▸ **Data extracts**
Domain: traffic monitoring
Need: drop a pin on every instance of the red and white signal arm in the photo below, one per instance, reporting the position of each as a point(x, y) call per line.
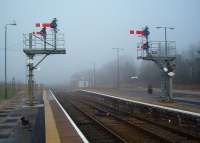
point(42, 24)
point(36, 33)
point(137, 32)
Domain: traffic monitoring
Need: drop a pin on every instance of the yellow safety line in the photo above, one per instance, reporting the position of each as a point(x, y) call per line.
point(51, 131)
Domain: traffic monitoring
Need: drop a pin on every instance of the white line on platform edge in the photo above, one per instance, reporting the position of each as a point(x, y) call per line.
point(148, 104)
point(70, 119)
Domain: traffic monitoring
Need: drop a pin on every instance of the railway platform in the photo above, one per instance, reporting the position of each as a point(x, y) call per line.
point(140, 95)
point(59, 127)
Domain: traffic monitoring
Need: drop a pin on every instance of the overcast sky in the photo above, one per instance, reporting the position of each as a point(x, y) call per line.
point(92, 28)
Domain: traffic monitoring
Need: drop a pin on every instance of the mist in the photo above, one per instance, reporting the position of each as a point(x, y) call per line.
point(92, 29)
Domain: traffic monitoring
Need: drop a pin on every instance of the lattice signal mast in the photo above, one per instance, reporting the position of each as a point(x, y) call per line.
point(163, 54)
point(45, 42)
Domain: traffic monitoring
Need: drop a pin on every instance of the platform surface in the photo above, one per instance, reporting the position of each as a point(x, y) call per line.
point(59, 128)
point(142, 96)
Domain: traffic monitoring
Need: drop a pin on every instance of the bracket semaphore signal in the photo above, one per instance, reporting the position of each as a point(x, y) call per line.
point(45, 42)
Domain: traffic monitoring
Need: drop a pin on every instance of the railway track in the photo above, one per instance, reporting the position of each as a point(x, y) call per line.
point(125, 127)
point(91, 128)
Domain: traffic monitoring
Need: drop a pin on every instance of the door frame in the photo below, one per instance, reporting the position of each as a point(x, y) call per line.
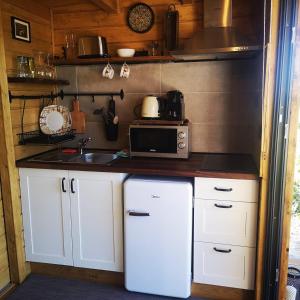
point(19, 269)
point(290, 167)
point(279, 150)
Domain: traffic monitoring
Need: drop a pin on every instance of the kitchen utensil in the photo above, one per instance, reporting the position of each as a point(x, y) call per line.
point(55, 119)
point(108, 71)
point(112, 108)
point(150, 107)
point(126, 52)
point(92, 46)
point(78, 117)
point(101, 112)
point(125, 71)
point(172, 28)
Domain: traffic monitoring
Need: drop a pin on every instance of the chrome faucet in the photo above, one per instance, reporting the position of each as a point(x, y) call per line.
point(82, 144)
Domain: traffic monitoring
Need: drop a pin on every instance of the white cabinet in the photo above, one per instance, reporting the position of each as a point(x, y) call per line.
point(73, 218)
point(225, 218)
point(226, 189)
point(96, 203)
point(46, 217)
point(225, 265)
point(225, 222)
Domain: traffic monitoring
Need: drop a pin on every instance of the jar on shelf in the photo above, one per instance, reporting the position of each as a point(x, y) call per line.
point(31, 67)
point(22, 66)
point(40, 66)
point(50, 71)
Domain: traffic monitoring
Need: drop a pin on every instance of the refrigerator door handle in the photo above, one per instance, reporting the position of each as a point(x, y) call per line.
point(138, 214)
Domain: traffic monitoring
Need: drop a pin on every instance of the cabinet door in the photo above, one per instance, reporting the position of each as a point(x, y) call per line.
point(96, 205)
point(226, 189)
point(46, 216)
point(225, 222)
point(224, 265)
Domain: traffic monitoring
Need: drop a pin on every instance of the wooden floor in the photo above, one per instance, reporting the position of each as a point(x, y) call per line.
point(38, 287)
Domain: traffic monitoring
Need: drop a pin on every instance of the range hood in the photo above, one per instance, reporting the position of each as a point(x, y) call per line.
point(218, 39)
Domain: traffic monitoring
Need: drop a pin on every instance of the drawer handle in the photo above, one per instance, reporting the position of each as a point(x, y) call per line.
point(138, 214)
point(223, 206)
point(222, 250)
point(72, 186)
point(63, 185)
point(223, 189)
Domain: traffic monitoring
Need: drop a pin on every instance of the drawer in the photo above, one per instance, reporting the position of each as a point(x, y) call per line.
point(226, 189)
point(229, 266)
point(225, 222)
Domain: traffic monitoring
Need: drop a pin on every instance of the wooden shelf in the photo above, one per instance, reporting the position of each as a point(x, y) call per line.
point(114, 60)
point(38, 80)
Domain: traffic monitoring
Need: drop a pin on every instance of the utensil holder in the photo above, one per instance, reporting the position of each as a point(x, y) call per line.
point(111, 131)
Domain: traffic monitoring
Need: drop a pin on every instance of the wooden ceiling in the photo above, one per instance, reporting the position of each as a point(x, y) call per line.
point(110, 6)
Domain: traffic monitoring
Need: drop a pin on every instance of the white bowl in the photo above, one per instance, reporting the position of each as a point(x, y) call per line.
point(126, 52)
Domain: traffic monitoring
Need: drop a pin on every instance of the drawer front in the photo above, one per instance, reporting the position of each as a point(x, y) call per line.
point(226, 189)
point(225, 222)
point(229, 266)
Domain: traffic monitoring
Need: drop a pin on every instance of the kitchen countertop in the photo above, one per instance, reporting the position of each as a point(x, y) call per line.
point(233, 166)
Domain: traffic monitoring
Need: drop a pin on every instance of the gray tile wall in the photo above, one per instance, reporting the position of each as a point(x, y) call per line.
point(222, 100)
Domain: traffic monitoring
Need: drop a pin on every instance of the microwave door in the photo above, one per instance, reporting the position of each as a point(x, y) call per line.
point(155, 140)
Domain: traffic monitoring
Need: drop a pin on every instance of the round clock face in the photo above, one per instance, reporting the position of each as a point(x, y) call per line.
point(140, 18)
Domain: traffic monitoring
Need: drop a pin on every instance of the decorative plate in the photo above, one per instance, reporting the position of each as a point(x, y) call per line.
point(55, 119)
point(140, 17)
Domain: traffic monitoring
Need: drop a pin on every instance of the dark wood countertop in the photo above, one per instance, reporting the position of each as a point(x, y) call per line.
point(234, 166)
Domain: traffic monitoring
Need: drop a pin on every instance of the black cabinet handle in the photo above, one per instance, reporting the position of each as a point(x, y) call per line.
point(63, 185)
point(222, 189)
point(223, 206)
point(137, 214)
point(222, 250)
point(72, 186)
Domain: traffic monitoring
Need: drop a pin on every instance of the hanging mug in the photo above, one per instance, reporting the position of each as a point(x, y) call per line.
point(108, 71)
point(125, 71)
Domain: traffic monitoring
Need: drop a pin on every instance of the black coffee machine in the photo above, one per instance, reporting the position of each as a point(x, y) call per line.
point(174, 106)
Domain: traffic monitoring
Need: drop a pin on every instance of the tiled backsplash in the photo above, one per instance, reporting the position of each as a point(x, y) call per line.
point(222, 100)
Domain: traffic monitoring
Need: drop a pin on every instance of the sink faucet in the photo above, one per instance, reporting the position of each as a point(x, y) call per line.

▸ **What you will do**
Each line of the records above must be repeated exactly, but no picture belongs in the copy.

▸ **Answer for this exercise**
Domain: traffic monitoring
Need: drop a pin on every instance of the red and white signal arm in the photo below, one per instance, reporting the position of each as a point(x, y) call per line.
point(42, 24)
point(36, 33)
point(137, 32)
Domain: traffic monitoring
Need: drop a pin on every instance of the yellow safety line in the photo above, one per instance, reporting the position of each as a point(x, y) call per line.
point(51, 131)
Domain: traffic monitoring
Need: drop a pin on every instance of the white line on platform edge in the photo above, one per instance, reporting the position of each as a point(x, y) call per line.
point(148, 104)
point(70, 119)
Domain: traffic monitoring
Need: drop a pin on every instance of the railway platform in the photo above, one per instance, reporting the position of each as a point(x, y) call per line.
point(140, 95)
point(59, 127)
Domain: traffic monitoring
Need: drop a pin on every instance of the overcast sky in the photo above, one per instance, reporting the position of each as a point(x, y) call per line.
point(92, 28)
Domain: traffic monitoring
Need: drop a pin on every instance of the mist in the photo above, one per instance, reporting the position of each as a point(x, y) call per line.
point(92, 29)
Domain: traffic monitoring
Need: drop a pin on every instance of the lattice signal mast in the photo above, one per instance, reporting the position of each as a point(x, y) call per line.
point(163, 54)
point(45, 42)
Domain: traffic monitoring
Need: drop a pin on every instance of the platform surface in the photo above, one per instance, reporting the position of each as a point(x, y) call per line.
point(59, 128)
point(142, 96)
Domain: traffic monitoring
Need: drop a pin on every instance of the bracket semaphore signal in the photo above, one per instance, reporting the position of each as a point(x, y) call per line.
point(45, 42)
Domain: traffic monitoring
Need: drop a pin on every instance of the railway track in the photo above, one per instance, reporting the position of each as a point(x, y) call per line.
point(125, 127)
point(91, 128)
Domain: traffic monitoring
Need: drop a pin on every instance of the door frame in the photo below, one per instance, reporting the position of each as a point(x, y) call per line.
point(19, 269)
point(290, 167)
point(279, 150)
Domain: traffic monitoring
Need: drop a pin on every instance of the kitchen utensil in the photo above, one per instance, reporting the position of each as a point(x, y) call per line.
point(55, 119)
point(108, 71)
point(112, 108)
point(150, 107)
point(126, 52)
point(92, 46)
point(78, 117)
point(101, 112)
point(125, 71)
point(172, 28)
Domain: traffic monitoring
Need: drop a pin on every instance of the chrome faucet in the photo above, one per instance, reporting the position of each as a point(x, y) call per line.
point(82, 144)
Domain: traffic monitoring
Need: drop a pin on every instance of the white cabinet in the photo above, one per instance, reporting the position of each as a point(x, y) call per line.
point(73, 218)
point(225, 218)
point(226, 189)
point(96, 203)
point(46, 217)
point(225, 265)
point(225, 222)
Domain: traffic monitoring
Need: drop a pin on every instance of the jar on shelf in the photo above, one per instance, reporting the position of each as a point(x, y) call per line.
point(31, 67)
point(22, 66)
point(40, 66)
point(50, 71)
Domain: traffic monitoring
Need: drop a pin on every instance of the refrigerator door handle in the photo above, one per instance, reporting the position of each as a point(x, y) call per line.
point(138, 214)
Domain: traffic monitoring
Need: drop a pin on every instance of the cabinet door in the photo above, one per instance, reporting the position of each as a point(x, y) call per line.
point(96, 205)
point(226, 189)
point(46, 216)
point(225, 222)
point(224, 265)
Domain: traffic monitoring
Need: drop a pin on every instance of the wooden floor in the photo above, one per instance, reporting the position of each as a point(x, y) call per line.
point(38, 287)
Domain: traffic monitoring
Need: drop a pin on every instance of the range hood in the photo above, one per instance, reporting the position of each as a point(x, y) call per line.
point(218, 39)
Domain: traffic monitoring
Need: drop a pin on every instance of the drawer handle in the photo above, one per instance, reporting the position of each as a point(x, y) call per line.
point(138, 214)
point(223, 206)
point(222, 250)
point(72, 186)
point(63, 185)
point(223, 189)
Domain: traffic monitoring
Need: drop a pin on every instance of the drawer in the photo above, one per instance, reporting the position of each as a point(x, y) call per line.
point(226, 189)
point(229, 266)
point(225, 222)
Domain: traffic monitoring
Need: drop a pin on every instance of the wooden shelf in the photo above, one per instance, reporting the position of each as a point(x, y) call per line.
point(114, 60)
point(38, 80)
Domain: traffic monitoring
Need: drop a pin on every instance of the utensil holder in the photo above, one per instance, reporting the position of each as a point(x, y) call per line.
point(111, 131)
Domain: traffic monitoring
Need: drop a pin on every instance of the wooden ceiling in the photo above, one per instance, reporting the position of each as a point(x, y) call per line.
point(110, 6)
Domain: traffic monitoring
Need: drop a pin on every instance of the white bowl in the photo above, one per instance, reporting the position of each as a point(x, y) call per line.
point(126, 52)
Domain: traffic monitoring
Need: drop a pin on every instance of the drawer front in the photo above, one per instance, reporting the position of each as a point(x, y) call per line.
point(226, 189)
point(225, 222)
point(229, 266)
Domain: traffic monitoring
Need: drop a pin on every instance of the kitchen countertop in the photo above, one per instance, reporting the position of each as a point(x, y) call per line.
point(233, 166)
Domain: traffic monitoring
Need: drop a pin on every instance of the gray tile wall in the photo above, one per instance, reporting the position of each as a point(x, y) call per line.
point(222, 100)
Domain: traffic monitoring
Need: drop a pin on every instance of the microwave door in the photo above, one per instance, reporting the position of each as a point(x, y) call per line.
point(155, 140)
Domain: traffic monitoring
Need: drop a pin on every instance of the round clock face in the photo above, one per instance, reporting the position of each as a point(x, y) call per line.
point(140, 18)
Domain: traffic monitoring
Need: drop a pin on every instance of the decorative plate in the photo above, one per instance, reporting the position of each as a point(x, y) call per line.
point(55, 119)
point(140, 17)
Domain: traffic monitoring
Need: drop a pin on every instance of the dark wood countertop in the photo above, one per instance, reporting the position of each as a point(x, y) call per line.
point(234, 166)
Domain: traffic monitoring
Need: drop a pin on every instance of the black cabinet handle in the photo above, one per instance, reporting the position of each as a point(x, y) call per line.
point(63, 185)
point(222, 189)
point(223, 206)
point(137, 214)
point(222, 250)
point(72, 186)
Domain: traffic monitoring
Need: drop a pin on every instance of the hanging mug in the photo above, one per instance, reporting the position of each as a point(x, y) call per line.
point(108, 71)
point(125, 71)
Domain: traffic monitoring
Need: drop a pin on every instance of the black coffee machine in the photo above, one per instance, reporting the position of each as a point(x, y) call per line.
point(174, 106)
Domain: traffic monitoring
Need: drop a pin on every instance of the tiled backsplash in the photo above, one per instance, reporting the position of each as a point(x, y) call per line.
point(222, 100)
Domain: traffic monitoring
Need: drop a pin on every instance of the sink faucet in the photo above, one per instance, reporting the position of each as a point(x, y) call per line.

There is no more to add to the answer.